Trecho fornecido.
****************************************

O art 217A trata-se de pessoas absolutamente incapaz ,não podendo assim representar,deve representada pelo seu tutor ou curador . As demais pessoa a quem foi ministrada o sonífero e relativamente incapaz podendo tão somente passado o efeito do sedativo retomar sua capacidade plena podendo então mover ação contra o agressor .Por essa razão não cabe o art 217 e sim o 255cp eu também me adiro a essa corrente do MINISTRO Sebastião Reis Junior do STJ do RJ
Buscando-se a definição para o termo “pessoa vulnerável”, encontrei a seguinte (de forma simples e sucinta): “a) Os menores de 14 anos; b) Aqueles que por enfermidade ou deficiência mental não têm o necessário discernimento para a prática do ato sexual; c) Aqueles que, por qualquer outra causa (diversa da etária ou mental), não podem oferecer resistência. Deste caso são exemplos pessoas com incapacidades físicas de mobilidade e fala, embora maiores e mentalmente sãs; pessoas idosas fisicamente incapacitadas e dependentes de terceiros, embora mentalmente sadias etc”. (CABETTE, Eduardo L. S. Ação penal nos crimes contra a dignidade sexual. Disponível em: . Acesso em 27/05/2016).(g.n)
O referido HC 276.510-RJ trata de uma mulher que, com um forte golpe ficou desmaiada, momento este que o criminoso a estuprou. Ou seja, vamos concordar que, ela era maior, capaz e mentalmente/fisicamente saudável, entretanto, no momento do crime, ela estava totalmente debilitada (desmaiada), sem nenhuma resistência sequer!
O art. 217-A do CP dispõe que: “Art. 217-A. Ter conjunção carnal ou praticar outro ato libidinoso com menor de 14 (catorze) anos: Pena - reclusão, de 8 (oito) a 15 (quinze) anos. § 1o Incorre na mesma pena quem pratica as ações descritas no caput com alguém que, por enfermidade ou deficiência mental, não tem o necessário discernimento para a prática do ato, ou que, por qualquer outra causa, não pode oferecer resistência”.(g.n)

****************************************

Informações exibidas.

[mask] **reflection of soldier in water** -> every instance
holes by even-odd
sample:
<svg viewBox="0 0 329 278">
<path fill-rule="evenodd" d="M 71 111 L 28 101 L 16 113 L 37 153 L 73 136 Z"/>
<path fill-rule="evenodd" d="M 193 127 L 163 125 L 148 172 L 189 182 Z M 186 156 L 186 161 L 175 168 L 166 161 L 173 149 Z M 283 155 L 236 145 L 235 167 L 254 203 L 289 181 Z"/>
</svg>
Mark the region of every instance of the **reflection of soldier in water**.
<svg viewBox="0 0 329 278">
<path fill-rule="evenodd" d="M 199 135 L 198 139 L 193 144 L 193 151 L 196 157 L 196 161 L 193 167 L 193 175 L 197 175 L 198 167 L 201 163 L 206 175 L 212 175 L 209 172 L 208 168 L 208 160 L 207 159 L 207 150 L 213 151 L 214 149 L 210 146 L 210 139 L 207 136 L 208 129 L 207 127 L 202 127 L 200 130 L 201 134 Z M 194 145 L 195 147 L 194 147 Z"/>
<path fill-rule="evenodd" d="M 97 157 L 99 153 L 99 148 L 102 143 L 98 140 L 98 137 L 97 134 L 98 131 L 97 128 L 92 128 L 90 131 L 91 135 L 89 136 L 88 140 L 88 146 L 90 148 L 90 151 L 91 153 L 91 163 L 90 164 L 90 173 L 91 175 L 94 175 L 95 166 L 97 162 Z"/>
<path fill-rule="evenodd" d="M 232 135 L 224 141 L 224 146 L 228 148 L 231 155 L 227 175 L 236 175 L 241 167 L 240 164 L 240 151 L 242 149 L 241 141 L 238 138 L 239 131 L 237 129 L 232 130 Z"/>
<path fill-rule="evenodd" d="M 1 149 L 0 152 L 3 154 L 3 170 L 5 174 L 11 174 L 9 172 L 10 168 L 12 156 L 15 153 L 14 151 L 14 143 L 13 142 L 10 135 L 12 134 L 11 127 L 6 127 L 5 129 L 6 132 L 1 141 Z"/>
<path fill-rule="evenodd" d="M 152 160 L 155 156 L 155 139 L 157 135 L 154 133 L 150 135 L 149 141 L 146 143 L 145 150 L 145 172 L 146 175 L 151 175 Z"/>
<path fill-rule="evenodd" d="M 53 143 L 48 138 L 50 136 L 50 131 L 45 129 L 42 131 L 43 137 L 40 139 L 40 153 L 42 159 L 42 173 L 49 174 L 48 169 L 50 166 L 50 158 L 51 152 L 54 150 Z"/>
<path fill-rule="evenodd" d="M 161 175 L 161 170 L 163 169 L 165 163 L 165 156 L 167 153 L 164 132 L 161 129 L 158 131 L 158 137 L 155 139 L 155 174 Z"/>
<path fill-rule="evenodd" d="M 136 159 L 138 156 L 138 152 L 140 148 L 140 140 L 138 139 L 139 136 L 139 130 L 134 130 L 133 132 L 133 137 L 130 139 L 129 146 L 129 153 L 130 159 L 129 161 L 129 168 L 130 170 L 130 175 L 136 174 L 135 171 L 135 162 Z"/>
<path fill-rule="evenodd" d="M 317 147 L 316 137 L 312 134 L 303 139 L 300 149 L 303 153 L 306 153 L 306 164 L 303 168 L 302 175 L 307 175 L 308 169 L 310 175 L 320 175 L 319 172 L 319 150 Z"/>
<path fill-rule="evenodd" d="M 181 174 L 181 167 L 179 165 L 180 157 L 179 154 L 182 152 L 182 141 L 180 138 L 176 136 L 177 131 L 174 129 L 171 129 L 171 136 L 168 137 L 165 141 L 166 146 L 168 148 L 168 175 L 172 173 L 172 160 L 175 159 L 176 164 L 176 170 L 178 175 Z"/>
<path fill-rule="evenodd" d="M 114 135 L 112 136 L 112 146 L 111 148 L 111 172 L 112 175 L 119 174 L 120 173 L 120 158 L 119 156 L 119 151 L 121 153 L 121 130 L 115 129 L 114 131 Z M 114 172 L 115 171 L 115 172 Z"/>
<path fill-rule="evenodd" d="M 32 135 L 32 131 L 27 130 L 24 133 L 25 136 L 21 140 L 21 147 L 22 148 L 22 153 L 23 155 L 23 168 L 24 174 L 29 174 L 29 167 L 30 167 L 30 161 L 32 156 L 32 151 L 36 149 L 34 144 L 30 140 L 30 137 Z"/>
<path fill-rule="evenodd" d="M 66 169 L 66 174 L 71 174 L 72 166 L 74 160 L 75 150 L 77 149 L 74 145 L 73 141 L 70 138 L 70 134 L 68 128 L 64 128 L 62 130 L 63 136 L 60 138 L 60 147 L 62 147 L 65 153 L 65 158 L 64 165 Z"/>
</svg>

****************************************

Instruções.
a - Reproduza a parte do trecho fornecido que começa em "O referido HC" e termina em "nenhuma resistência sequer!".
b - De acordo com o trecho fornecido, qual pena de reclusão o art. 217-A do CP estabelece?

Respostas dadas.
a -
O referido HC 276.510-RJ trata de uma mulher que, com um forte golpe ficou desmaiada, momento este que o criminoso a estuprou. Ou seja, vamos concordar que, ela era maior, capaz e mentalmente/fisicamente saudável, entretanto, no momento do crime, ela estava totalmente debilitada (desmaiada), sem nenhuma resistência sequer!

b - De 8 (oito) a 15 (quinze) anos.